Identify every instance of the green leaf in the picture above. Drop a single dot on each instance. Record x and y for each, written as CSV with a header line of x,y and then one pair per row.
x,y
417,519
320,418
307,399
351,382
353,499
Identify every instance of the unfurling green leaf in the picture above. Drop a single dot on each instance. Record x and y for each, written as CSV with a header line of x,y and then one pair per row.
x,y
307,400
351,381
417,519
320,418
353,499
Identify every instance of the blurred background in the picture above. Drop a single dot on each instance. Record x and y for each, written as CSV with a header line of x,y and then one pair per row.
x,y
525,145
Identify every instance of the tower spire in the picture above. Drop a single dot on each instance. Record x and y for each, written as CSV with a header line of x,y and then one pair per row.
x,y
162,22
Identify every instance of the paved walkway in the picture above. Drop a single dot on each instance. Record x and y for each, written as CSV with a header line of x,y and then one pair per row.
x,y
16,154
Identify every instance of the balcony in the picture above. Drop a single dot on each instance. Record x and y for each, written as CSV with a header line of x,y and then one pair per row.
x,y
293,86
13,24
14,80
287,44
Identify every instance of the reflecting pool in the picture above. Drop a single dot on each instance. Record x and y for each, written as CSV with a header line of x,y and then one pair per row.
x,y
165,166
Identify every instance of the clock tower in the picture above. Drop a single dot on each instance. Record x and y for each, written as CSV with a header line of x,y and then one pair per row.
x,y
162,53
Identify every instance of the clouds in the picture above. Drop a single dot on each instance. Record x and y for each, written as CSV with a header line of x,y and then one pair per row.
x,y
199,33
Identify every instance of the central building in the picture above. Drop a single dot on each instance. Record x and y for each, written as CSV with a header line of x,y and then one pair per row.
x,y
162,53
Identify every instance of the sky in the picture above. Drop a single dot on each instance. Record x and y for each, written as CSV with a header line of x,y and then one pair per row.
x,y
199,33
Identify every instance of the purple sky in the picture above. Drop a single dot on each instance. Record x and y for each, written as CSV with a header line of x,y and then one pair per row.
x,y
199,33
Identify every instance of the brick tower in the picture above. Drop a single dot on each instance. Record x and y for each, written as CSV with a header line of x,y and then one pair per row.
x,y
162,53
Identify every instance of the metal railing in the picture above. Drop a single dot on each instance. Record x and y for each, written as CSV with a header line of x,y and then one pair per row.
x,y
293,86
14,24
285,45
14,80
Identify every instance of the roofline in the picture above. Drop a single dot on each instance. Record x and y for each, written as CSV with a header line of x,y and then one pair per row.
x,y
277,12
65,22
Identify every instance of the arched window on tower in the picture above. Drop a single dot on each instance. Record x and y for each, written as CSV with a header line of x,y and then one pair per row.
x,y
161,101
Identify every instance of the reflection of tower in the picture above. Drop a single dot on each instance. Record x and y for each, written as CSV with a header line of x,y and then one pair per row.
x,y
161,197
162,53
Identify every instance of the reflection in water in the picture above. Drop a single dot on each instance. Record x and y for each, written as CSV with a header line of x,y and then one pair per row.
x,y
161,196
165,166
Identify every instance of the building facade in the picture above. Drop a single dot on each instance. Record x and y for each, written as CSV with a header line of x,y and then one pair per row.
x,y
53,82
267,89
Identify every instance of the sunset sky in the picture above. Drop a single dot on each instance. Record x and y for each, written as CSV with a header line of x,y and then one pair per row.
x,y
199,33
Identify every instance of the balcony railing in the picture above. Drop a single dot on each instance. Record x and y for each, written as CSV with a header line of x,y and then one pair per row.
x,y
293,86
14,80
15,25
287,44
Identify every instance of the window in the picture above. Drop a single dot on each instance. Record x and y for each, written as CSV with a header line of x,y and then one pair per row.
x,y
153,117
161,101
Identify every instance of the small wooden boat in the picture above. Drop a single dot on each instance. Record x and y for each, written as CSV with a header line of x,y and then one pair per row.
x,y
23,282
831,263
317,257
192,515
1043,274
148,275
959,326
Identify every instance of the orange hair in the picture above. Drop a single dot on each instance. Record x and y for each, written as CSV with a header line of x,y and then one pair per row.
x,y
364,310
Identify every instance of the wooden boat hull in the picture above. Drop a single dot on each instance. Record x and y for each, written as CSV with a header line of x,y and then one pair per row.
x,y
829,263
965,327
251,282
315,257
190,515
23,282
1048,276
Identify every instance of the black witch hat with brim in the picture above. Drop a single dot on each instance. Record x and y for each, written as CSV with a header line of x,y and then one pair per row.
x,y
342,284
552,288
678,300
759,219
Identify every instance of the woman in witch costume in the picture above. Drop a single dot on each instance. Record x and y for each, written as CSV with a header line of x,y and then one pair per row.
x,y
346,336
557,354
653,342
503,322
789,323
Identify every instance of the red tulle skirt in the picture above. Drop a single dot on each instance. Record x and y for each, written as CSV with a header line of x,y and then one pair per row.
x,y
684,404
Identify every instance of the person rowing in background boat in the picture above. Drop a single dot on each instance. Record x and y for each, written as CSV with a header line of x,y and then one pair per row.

- **AIM OF THE TASK**
From the first line to the last, write out the listing exactly.

- **REPLY**
Identify every instance of the green leaf in the picture above. Drop a single dot on each instance. Record x and y for each, written as CSV with a header line of x,y and then one pair per row.
x,y
417,519
320,418
307,399
351,382
353,499
Identify every instance of the unfurling green leaf in the picture above. Drop a single dot on each instance. Record x and y for each, written as CSV with a header line of x,y and then one pair per row.
x,y
307,400
351,381
417,519
320,418
353,499
Identify every instance of the blurred background in the picture above. Drop a single dot on each instance. Record x and y for each, written as CSV with a header line of x,y and then one pair per row.
x,y
525,145
Identify every instance of the tower spire in the picture above. Drop a single dot on each instance. Record x and y for each, written as CSV with a header line of x,y and then one pair per row.
x,y
162,22
Identify every instance of the paved walkway in the picture above. Drop a single dot on each instance. Record x and y for each, written as CSV with a header line of x,y and then one pair per row.
x,y
16,154
Identify every instance of the balcony in the picture above. Drop a single dot on each instance. Record x and y for each, written as CSV with a header line of x,y and then one pair per row.
x,y
293,86
13,24
14,80
287,44
Identify every instance of the reflecting pool in the picture above. Drop a single dot on each instance. Record x and y for each, written as CSV with a header line of x,y and then one pair per row.
x,y
165,166
Identify every instance of the clock tower in the picture above. Drop a single dot on each instance. Record x and y for each, written as CSV with a header line of x,y and then one pair per row.
x,y
162,53
Identify every instance of the clouds in the picture above. Drop a single dot on each instance. Record x and y for each, written as CSV with a header line of x,y and then one pair per row.
x,y
199,33
Identify every instance of the central building in the picture above. Drop a single dot on each instance. Record x and y for each, written as CSV with a header line of x,y and then one pair per row.
x,y
162,53
Identify every instance of the sky in the picture above. Drop a single dot on each instance. Record x and y for each, written as CSV with a header line of x,y and then one pair per row.
x,y
199,33
Identify every instance of the purple sky in the picture above. Drop a single dot on each instance. Record x and y for each, written as CSV with a header line of x,y and then one pair per row.
x,y
199,33
Identify every instance of the brick tower in the picture above. Drop a single dot on each instance. Record x and y for each, written as CSV with a header line of x,y and then one pair per row.
x,y
162,53
Identify every instance of the metal railing in the picture above. Drop a single dot on each instance. Record x and y for each, written as CSV with a header line of x,y and then one pair per row.
x,y
293,86
14,24
285,45
14,80
Identify every instance of the roofline in the picture above. Drop a single dot on each instance. Record x and y for each, written as CSV with a header line of x,y and then one pair per row.
x,y
277,12
65,22
Identify every instance of the arched window on tower in the picture above. Drop a single dot on each instance. Record x and y for each, written as CSV with a header line of x,y and then one pair per row.
x,y
161,101
Identify every instance of the reflection of tower in the picture above. Drop a single dot on each instance. Record x and y for each, written as CSV with a header line of x,y and then one pair per row.
x,y
161,197
162,53
Identify every instance of the reflection in water in the picture above. Drop a single dot on each instance. Record x and y for each, written as CSV with a header line of x,y and then one pair per row.
x,y
161,196
165,166
Identify every instance of the building facade in the picture above. Drop a single dot on each instance. Record x and y for each, written as CSV with a header line of x,y and then one pair per row.
x,y
53,82
267,89
Identify every instance of the sunset sky in the picture above. Drop a single dot on each instance. Record x and y for each, written as CSV with a header line of x,y and then one pair per row.
x,y
199,33
Identify every instance of the balcony railing in the picture above. Drop a single dot on each instance. Record x and y for each, written as CSV with a header line of x,y and then one pair per row.
x,y
293,86
14,80
15,25
287,44
Identify every instance of the window in the picture above. Drop a single dot on each instance. Record x and y for each, written as CSV with a header line of x,y and then one pair per row.
x,y
153,117
161,101
Identify every instance of the small wooden boat in the picture above. Drop a single dot on each instance. Record x and y for each, written as CSV with a header line of x,y and then one pair per row.
x,y
23,282
831,263
317,257
192,515
1043,274
148,275
959,326
Identify every instance of the orange hair in the picture above. Drop a single dot on each instance. Record x and y for each, written as CSV with a header line of x,y and then one pair per row.
x,y
364,310
Identify every instance of the wooden boat hull in the picture above. Drop a single dot on each instance. Record x and y for each, written as CSV with a header line of x,y and then one pair per row.
x,y
829,263
965,327
251,282
315,257
190,515
23,282
1048,276
Identify every instance of the black witch hat with brim in the picture above. Drop a single dot on each instance. Record x and y for each, written as CSV with a header line of x,y and then one pair per row.
x,y
342,284
552,288
678,300
759,219
Identify every instance of the woman in witch costume in the picture above. Drop a single dot on each instance. Record x and y for each, written as CSV with a header line of x,y and then one pair per row.
x,y
346,336
557,354
653,342
503,322
789,323
Identify every instance of the red tulle skirt in the picture above. Drop a single dot on each instance. Record x and y for each, written as CSV with a header line of x,y and then one pair per row.
x,y
684,404
Identify every instance of the person rowing in background boat in the picture above. Drop a single dot on each instance. Record x and y for each, written as CSV with a header line of x,y and then one pair per row.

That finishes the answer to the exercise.